> _CONSIGNA 1_: Indica si cada una de las afirmaciones siguientes concuerda con el texto sobre el paseo por Río de Janeiro, respondiendo sí o no y citando textualmente las palabras que lo deciden: (a) La escalera de Santa Teresa fue decorada por un artista chileno. (b) En Urca se ven alambres de púa que protegen las casas. (c) La obra de la escalera tiene 215 escalones.
> _CONSIGNA 2_: Según el texto sobre el paseo por Río de Janeiro, ¿qué significa el nombre "Urca"?
> _CONSIGNA 3_: Escribe la continuación del texto sobre el paseo por Río de Janeiro a partir de su última oración.

Llenos de naturaleza, dejamos atrás el sendero y antes de regresar a Ipanema, donde estamos alojados, pasamos por el precioso barrio de Urca, sobre la bahía de Guanabara, donde nos enteramos de que vive Roberto Carlos, “O Rei”, y no resistimos la tentación de buscar la casa –contigua a una iglesia muy bonita y célebre por sus azulejos– para sacarnos una foto. “Urca” significa “urbanizaciones cariocas”, y es un barrio de casonas elegantes, pero discretas, entre calles arboladas donde no se ven los alambres de púa que protegen otras zonas de la ciudad. Es un barrio relativamente nuevo, donde antes sólo había roca. La costumbre local es ir a un bar, comprar cerveza y acodarse sobre la costa para mirar el mar, en el lugar desde donde salen los paseos en barco a la isla que se encuentra justo enfrente. Un rito que hay que cumplir entonces durante un paseo por Río, lo mismo que el paseo por la Escalera de Selarón, en el barrio de Santa Teresa, célebre por haber aparecido en películas, videoclips y filmaciones del mundo entero. La escalera, siempre llena de turistas, fotógrafos y curiosos, fue decorada por el artista plástico chileno Jorge Selarón a partir de los años ’90 y aunque el artista murió poco tiempo atrás, su obra de 125 metros y 215 escalones, enteramente revestida en cerámicas de predominante rojo, sigue en constante renovación.

> _DATOS PROPORCIONADOS_:
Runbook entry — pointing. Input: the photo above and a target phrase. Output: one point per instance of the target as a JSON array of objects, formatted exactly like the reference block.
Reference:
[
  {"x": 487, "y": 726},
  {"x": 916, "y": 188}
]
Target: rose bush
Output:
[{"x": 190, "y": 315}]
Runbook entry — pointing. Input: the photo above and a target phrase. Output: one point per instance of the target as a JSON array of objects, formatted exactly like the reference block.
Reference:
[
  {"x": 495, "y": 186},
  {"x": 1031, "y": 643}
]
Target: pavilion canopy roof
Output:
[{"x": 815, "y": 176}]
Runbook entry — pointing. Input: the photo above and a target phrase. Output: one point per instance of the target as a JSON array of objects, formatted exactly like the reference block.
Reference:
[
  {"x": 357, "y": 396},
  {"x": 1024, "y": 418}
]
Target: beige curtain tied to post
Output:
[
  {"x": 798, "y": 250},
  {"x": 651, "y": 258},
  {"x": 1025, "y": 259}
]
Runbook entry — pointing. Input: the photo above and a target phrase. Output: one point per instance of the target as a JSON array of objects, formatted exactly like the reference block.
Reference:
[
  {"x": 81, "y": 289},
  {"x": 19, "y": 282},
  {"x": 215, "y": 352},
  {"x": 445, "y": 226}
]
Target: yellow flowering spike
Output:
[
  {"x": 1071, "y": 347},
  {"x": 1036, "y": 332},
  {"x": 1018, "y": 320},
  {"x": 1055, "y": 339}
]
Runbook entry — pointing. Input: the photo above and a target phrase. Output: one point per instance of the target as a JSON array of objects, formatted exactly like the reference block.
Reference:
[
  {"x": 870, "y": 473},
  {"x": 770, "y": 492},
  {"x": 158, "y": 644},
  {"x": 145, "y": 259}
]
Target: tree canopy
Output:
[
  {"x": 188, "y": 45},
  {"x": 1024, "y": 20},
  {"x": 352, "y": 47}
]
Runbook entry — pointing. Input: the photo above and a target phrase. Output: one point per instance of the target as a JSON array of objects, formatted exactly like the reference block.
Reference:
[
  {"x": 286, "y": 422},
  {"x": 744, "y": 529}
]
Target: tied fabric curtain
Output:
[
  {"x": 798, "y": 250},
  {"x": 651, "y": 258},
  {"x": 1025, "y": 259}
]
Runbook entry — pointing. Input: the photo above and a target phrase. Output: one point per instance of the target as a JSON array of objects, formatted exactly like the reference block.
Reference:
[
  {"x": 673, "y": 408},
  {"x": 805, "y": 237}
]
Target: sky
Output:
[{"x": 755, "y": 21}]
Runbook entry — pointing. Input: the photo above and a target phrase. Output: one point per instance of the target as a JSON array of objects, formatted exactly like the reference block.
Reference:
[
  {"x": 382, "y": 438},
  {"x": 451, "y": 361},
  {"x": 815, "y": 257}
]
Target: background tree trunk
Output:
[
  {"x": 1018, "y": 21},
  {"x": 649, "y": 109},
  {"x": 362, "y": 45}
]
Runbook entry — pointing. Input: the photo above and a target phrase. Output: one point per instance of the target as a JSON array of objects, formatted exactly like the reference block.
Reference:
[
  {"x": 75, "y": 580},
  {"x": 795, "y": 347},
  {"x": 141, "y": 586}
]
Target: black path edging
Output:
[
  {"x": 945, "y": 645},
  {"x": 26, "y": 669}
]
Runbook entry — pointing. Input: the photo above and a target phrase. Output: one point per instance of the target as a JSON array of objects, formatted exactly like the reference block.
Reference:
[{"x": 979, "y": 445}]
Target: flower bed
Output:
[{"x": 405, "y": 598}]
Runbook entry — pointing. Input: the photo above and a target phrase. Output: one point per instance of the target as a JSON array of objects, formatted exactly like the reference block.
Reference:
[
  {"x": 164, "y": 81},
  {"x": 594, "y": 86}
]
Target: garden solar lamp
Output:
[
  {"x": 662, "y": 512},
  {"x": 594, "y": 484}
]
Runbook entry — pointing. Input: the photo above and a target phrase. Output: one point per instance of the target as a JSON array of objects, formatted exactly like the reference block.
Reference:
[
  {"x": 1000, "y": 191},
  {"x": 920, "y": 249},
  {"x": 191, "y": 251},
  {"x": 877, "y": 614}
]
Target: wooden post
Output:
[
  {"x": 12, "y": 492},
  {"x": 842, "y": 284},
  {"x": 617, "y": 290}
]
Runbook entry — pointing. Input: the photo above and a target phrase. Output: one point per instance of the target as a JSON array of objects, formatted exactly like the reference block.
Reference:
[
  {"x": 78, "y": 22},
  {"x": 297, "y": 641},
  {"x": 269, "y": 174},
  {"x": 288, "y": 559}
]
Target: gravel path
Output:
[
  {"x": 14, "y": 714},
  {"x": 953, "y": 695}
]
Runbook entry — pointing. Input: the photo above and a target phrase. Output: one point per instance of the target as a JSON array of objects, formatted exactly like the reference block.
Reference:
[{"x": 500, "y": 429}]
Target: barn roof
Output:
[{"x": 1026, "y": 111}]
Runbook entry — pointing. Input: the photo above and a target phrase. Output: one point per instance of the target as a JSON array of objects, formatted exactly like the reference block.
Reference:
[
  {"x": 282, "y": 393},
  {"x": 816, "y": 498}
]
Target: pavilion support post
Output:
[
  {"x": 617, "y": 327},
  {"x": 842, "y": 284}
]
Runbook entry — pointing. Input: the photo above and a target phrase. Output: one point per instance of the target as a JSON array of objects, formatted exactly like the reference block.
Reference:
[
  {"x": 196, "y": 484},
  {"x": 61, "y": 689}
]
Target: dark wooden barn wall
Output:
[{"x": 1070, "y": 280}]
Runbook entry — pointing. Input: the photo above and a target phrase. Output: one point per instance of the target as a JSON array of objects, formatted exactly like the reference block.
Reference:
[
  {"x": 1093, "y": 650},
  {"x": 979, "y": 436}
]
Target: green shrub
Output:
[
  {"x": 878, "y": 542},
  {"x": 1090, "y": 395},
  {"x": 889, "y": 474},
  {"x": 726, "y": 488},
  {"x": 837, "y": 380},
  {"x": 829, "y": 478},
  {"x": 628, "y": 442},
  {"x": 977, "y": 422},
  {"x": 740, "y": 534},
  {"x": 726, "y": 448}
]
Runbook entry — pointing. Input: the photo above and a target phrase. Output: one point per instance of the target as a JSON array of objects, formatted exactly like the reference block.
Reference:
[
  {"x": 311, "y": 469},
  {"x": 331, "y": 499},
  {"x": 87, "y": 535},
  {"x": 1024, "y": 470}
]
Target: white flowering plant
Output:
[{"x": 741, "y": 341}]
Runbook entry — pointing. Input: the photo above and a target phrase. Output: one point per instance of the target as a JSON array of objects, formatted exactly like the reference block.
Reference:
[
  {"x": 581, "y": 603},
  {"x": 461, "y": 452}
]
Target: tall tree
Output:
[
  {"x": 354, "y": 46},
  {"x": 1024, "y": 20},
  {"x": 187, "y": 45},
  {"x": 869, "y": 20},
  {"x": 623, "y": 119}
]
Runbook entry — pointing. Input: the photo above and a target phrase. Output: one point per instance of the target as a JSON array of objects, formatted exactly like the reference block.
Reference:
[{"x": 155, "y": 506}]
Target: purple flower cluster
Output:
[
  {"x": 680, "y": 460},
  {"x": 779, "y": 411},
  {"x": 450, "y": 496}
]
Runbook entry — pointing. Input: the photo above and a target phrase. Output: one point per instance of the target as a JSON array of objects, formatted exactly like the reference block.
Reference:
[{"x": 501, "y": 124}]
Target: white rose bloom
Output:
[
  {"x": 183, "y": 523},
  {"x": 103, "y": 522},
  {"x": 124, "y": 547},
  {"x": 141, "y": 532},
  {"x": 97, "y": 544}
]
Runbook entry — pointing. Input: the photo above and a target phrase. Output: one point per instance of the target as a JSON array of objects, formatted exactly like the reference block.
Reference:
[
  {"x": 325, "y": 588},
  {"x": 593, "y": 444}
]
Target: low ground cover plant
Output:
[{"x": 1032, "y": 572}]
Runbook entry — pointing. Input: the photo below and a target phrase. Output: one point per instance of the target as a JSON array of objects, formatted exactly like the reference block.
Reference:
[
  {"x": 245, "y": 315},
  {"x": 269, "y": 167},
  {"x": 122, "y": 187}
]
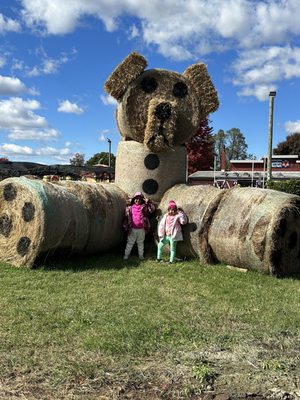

> _RESPUESTA ESPERADA 1_:
(a) Sí: "fue decorada por el artista plástico chileno Jorge Selarón".
(b) No: "donde no se ven los alambres de púa que protegen otras zonas de la ciudad".
(c) Sí: "su obra de 125 metros y 215 escalones".

> _RESPUESTA ESPERADA 2_: Significa "urbanizaciones cariocas".

> _RESPUESTA ESPERADA 3_:
Finalmente, nuestra tarde termina en el Forte de Copacabana, que tiene una vista espectacular –una vez más, Río es una ciudad de panorámicas increíbles– sobre toda la bahía. Hay quien visita el Museo del Fuerte, con sus cañones y sus armas antiguas, y quien simplemente se sienta a disfrutar sobre la costanera, mirando a quienes practican stand up paddle o tomando un café en el distendido ambiente que propone una sucursal de la célebre confitería Colombo, cuyo precioso local original está en el centro histórico de Río. El día parece infinito, extendido en un flotante limbo donde las horas transcurren a un ritmo propio, y sin embargo, está a un paso la variopinta, alegre y no menos infinita noche de Río, en estos días iluminada por el espectacular árbol de Navidad levantado en medio de la laguna, y animada por la música que forma constantemente la banda sonora de Brasil. En Año Nuevo, a horas del Reveillon, y todo el resto del año que está por venir con su Carnaval y su Mundial, siempre bajo el abrazo del Cristo Redentor.

El árbol de Navidad flotante más alto del mundo se levanta hasta mediados de enero.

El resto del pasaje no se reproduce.